— STATED PROBLEM —
Retype the data below word for word, leaving out the pictures.

— ENTRIES SHOWN —

◇ ◇ ◇ ◇ ◇

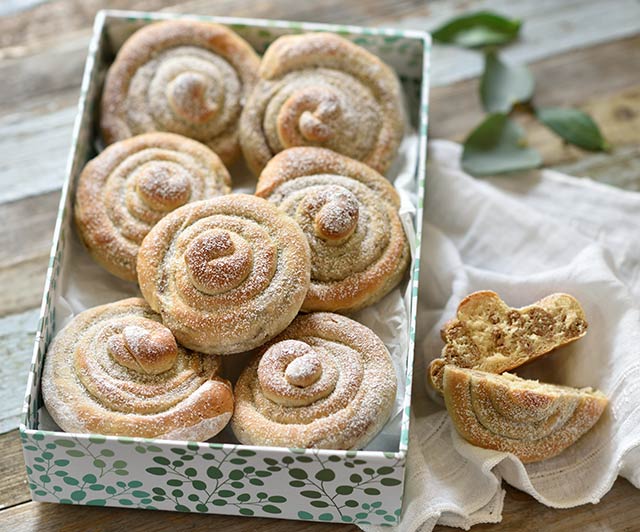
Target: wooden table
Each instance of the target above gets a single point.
(583, 53)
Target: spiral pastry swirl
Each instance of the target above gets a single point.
(349, 214)
(319, 89)
(226, 274)
(185, 77)
(132, 184)
(532, 420)
(116, 370)
(325, 382)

◇ ◇ ◇ ◇ ◇

— EXERCISE RESPONSE —
Target: wooden table
Each instance of the target above gets a single point.
(583, 53)
Target: spiral pastry swirl
Each instance of the target above gets a single point.
(349, 214)
(319, 89)
(226, 274)
(185, 77)
(132, 184)
(532, 420)
(116, 370)
(325, 382)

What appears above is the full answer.